- _To be done_
All records are to be retyped faithfully and completely.

- _Records shown_
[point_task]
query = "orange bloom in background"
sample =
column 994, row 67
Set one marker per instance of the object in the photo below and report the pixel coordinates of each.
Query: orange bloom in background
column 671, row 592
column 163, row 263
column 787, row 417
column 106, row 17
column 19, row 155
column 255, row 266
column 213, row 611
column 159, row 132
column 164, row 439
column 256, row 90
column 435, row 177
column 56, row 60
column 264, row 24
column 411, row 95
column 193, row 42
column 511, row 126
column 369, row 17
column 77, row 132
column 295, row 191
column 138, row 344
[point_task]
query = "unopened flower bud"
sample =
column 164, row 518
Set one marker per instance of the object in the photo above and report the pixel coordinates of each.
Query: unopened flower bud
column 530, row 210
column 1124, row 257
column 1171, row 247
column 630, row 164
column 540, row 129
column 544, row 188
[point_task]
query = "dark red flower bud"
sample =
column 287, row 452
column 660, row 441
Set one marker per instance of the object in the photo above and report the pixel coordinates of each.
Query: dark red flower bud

- _Answer for the task_
[point_task]
query = "orange bloom in background"
sample =
column 994, row 67
Set one marker per instance of the object in the photo below and report the pixel coordinates of each.
Query: orange bloom in background
column 671, row 592
column 163, row 263
column 787, row 417
column 106, row 17
column 19, row 155
column 255, row 266
column 213, row 611
column 159, row 132
column 164, row 439
column 256, row 90
column 435, row 177
column 56, row 60
column 264, row 24
column 411, row 95
column 193, row 42
column 511, row 126
column 369, row 17
column 77, row 132
column 295, row 191
column 138, row 344
[point_task]
query = "unopened flower bud"
sample =
column 164, row 518
Set one marker per instance of the object in the photo above and report the pixel coordinates of each.
Query: unopened flower bud
column 530, row 210
column 1124, row 257
column 1171, row 247
column 630, row 164
column 540, row 129
column 544, row 188
[point_task]
query = "dark red flower bud"
sample =
column 287, row 452
column 660, row 441
Set one marker per instance of the object in the photo above and report the pixel coordinates of each.
Query: dark red flower bud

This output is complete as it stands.